Excerpts from bounding box data:
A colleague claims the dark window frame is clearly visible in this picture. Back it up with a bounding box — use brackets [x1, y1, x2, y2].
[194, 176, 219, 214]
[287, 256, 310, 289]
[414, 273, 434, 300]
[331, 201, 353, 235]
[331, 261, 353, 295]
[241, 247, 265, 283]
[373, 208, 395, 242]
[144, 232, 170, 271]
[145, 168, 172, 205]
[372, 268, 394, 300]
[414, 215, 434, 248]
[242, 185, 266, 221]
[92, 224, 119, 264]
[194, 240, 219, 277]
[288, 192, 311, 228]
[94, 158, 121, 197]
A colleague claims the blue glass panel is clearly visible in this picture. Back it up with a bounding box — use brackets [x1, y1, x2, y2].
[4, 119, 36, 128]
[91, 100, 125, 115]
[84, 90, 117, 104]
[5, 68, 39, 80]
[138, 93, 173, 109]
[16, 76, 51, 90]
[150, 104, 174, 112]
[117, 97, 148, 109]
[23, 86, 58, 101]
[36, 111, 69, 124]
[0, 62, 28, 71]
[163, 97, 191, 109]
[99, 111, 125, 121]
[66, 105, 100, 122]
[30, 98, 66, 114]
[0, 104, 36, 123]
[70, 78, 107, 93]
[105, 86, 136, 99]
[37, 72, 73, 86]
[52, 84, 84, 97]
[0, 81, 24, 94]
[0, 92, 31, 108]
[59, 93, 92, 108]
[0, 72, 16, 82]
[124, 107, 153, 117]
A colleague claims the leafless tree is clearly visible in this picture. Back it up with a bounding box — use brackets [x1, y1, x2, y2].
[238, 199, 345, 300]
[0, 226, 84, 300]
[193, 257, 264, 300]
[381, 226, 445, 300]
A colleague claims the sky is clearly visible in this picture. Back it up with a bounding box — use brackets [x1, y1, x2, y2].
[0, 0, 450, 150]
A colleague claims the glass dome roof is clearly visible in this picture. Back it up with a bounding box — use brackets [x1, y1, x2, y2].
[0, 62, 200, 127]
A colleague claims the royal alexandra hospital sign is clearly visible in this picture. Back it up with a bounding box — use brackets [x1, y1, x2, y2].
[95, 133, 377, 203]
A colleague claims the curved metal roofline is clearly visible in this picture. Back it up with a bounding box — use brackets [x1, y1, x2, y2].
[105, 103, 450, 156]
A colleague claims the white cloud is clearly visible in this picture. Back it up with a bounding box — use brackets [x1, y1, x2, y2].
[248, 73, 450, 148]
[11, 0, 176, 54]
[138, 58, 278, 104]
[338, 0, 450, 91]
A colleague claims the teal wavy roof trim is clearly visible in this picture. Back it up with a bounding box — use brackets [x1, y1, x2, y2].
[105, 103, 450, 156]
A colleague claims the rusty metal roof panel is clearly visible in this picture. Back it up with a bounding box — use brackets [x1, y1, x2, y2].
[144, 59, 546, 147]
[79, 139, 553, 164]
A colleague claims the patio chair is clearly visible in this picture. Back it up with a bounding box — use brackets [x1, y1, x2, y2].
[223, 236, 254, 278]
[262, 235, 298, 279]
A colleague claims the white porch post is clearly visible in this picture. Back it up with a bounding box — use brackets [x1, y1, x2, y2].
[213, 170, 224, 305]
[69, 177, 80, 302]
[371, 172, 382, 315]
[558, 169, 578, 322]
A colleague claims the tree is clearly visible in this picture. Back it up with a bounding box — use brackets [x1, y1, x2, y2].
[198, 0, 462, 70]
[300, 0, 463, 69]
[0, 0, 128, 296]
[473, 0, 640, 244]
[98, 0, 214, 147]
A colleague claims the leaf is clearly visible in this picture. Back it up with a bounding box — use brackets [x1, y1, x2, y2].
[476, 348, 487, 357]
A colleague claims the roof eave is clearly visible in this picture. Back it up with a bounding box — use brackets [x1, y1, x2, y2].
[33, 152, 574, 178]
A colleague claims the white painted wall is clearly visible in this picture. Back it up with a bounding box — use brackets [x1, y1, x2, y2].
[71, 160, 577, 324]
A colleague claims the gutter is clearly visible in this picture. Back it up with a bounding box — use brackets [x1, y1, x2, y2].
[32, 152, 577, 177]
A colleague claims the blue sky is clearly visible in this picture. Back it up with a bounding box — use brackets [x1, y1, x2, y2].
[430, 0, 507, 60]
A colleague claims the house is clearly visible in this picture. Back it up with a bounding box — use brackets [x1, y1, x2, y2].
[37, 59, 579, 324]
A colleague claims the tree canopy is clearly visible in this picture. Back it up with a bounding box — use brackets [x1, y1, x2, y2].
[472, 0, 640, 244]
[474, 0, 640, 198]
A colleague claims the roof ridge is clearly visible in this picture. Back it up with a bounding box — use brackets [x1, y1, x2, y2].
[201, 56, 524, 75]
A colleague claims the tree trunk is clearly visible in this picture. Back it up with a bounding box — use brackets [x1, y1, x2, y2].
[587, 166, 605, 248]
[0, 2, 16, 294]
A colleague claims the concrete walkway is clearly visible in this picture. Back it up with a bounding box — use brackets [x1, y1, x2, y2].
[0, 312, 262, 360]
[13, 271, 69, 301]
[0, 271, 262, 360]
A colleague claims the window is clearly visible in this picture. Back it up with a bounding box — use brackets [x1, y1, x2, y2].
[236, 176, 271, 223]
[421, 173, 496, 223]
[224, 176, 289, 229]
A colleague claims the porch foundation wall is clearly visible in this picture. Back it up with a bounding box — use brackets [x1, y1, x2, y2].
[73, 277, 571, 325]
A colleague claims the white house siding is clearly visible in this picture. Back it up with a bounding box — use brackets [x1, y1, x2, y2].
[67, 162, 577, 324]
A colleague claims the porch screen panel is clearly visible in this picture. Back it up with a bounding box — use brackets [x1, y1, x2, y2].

▶ [PROMPT] Put the entire listing above into a numbered list, leaving out any blank lines.

▶ [RESPONSE TO THE TASK]
1. A colleague claims the dark window frame is clearly visible in this picture. Back it up with a bounding box — use brackets [x1, y1, x2, y2].
2. [194, 176, 219, 214]
3. [287, 256, 310, 289]
4. [414, 273, 434, 300]
5. [331, 201, 353, 235]
6. [331, 261, 353, 295]
7. [241, 247, 265, 283]
8. [373, 208, 395, 242]
9. [144, 232, 170, 271]
10. [145, 168, 172, 205]
11. [372, 268, 394, 300]
12. [414, 215, 434, 248]
13. [242, 185, 266, 221]
14. [92, 224, 119, 264]
15. [194, 240, 219, 277]
16. [288, 192, 311, 228]
17. [94, 158, 121, 197]
18. A colleague claims the blue glass panel is clearly visible in this picture. Back it up with a bounding box — use brackets [x1, y1, x2, y2].
19. [4, 119, 36, 128]
20. [91, 100, 125, 115]
21. [84, 90, 117, 104]
22. [5, 68, 39, 80]
23. [138, 93, 173, 109]
24. [16, 76, 51, 90]
25. [150, 104, 174, 112]
26. [117, 97, 148, 109]
27. [23, 86, 58, 101]
28. [36, 111, 69, 124]
29. [0, 62, 28, 71]
30. [163, 97, 191, 109]
31. [99, 111, 125, 121]
32. [66, 105, 100, 122]
33. [30, 98, 66, 114]
34. [0, 104, 36, 123]
35. [70, 78, 107, 93]
36. [105, 86, 136, 99]
37. [37, 72, 73, 86]
38. [52, 84, 84, 97]
39. [0, 81, 24, 94]
40. [0, 92, 31, 108]
41. [59, 93, 92, 108]
42. [0, 72, 16, 82]
43. [124, 107, 153, 117]
44. A colleague claims the leafless tree is clearly visible in this picture. Back it up with a bounding box — use brackets [x1, y1, x2, y2].
45. [238, 199, 345, 300]
46. [0, 226, 84, 300]
47. [193, 257, 264, 300]
48. [381, 226, 445, 300]
49. A colleague claims the sky is clearly visible in this picture. Back it up with a bounding box — use brackets [x1, y1, x2, y2].
50. [0, 0, 450, 150]
51. A colleague claims the glass dome roof is clearly visible in this picture. Back it up with a bounding box — use brackets [x1, y1, x2, y2].
52. [0, 62, 200, 127]
53. A colleague claims the royal alexandra hospital sign is clearly visible in this picture. Back it up with a bounding box — use brackets [x1, y1, x2, y2].
54. [95, 133, 377, 203]
55. A colleague claims the curved metal roofline is clearly visible in this picture. Back it up with a bounding box — use brackets [x1, y1, x2, y2].
56. [105, 103, 450, 156]
57. A colleague claims the white cloud is clearly visible in this picture. Back it up with a bounding box — use brackets [x1, y1, x2, y2].
58. [248, 73, 450, 148]
59. [11, 0, 176, 54]
60. [138, 58, 278, 104]
61. [338, 0, 450, 91]
62. A colleague claims the teal wavy roof trim is clearly visible in this picture. Back it up with a bounding box — use brackets [x1, y1, x2, y2].
63. [105, 103, 450, 156]
64. A colleague claims the rusty metal roof panel is clearly visible in this picture. Back it up with a bounding box — use brackets [x1, y1, x2, y2].
65. [144, 59, 546, 147]
66. [79, 139, 553, 164]
67. A colleague claims the patio chair is clearly visible in this picture. Back it up with a bounding box — use brackets [x1, y1, x2, y2].
68. [223, 236, 254, 278]
69. [262, 235, 298, 279]
70. A colleague claims the white porch post is clearly visible in this picture. Back it up with a bounding box — use brackets [x1, y1, x2, y2].
71. [213, 170, 224, 305]
72. [69, 177, 80, 302]
73. [371, 172, 382, 315]
74. [558, 169, 578, 322]
75. A colleague claims the tree is clearly visible in this picture. Back it up with a bounding box — use brackets [x1, y1, x2, y2].
76. [198, 0, 462, 70]
77. [300, 0, 463, 69]
78. [0, 0, 128, 296]
79. [473, 0, 640, 244]
80. [98, 0, 214, 147]
81. A colleague claims the leaf is clearly visible in this picture. Back it up with a bounding box — use brackets [x1, y1, x2, y2].
82. [476, 348, 487, 357]
83. A colleague claims the roof eave is clearly visible in this picture. Back it up with a bounding box — use brackets [x1, y1, x2, y2].
84. [33, 152, 574, 178]
85. A colleague claims the white painted wall is clearly visible in this picture. Back it up with a bounding box — use brackets [x1, y1, x2, y2].
86. [71, 160, 577, 324]
87. A colleague claims the gutter is clearly visible in this picture. Back it up with a bounding box — use brackets [x1, y1, x2, y2].
88. [32, 152, 577, 177]
89. A colleague claims the blue sky is clearly visible in this picture. Back it up with a bounding box — use brackets [x1, y1, x2, y2].
90. [430, 0, 507, 60]
91. A colleague claims the house is clearly visible in this picture. Back it up with a bounding box — use brackets [x1, y1, x2, y2].
92. [37, 59, 579, 324]
93. A colleague claims the tree canopy is clearly visible in this picture. Back it up with a bounding box — use brackets [x1, y1, x2, y2].
94. [472, 0, 640, 244]
95. [474, 0, 640, 198]
96. A colleague claims the roof ridge is clearly visible in this picture. Back it up with a bounding box — use brackets [x1, y1, x2, y2].
97. [201, 56, 524, 75]
98. A colleague claims the tree trunk is clearly visible in this picture. Back it up with a bounding box — use brackets [x1, y1, x2, y2].
99. [587, 166, 605, 248]
100. [0, 2, 16, 294]
101. A colleague claims the concrete walkway is clearly visible in this picture. Back it up with a bounding box — use brackets [x1, y1, x2, y2].
102. [0, 312, 262, 360]
103. [13, 271, 69, 301]
104. [0, 271, 262, 360]
105. A colleague claims the window is clearly visible in this picture. Back it up with a bounding box — use brackets [x1, y1, x2, y2].
106. [236, 176, 271, 223]
107. [421, 173, 496, 223]
108. [224, 176, 289, 229]
109. A colleague claims the porch foundation wall is clearly visible in this picture. Back it up with a bounding box — use brackets [x1, y1, x2, y2].
110. [73, 277, 571, 325]
111. A colleague claims the white house siding is clearly visible in this picture. Back it up with a bounding box — use brackets [x1, y1, x2, y2].
112. [67, 162, 577, 324]
113. A colleague claims the porch screen panel is clearly visible in this picture. Back it up with a bounding box — use brackets [x1, y1, x2, y2].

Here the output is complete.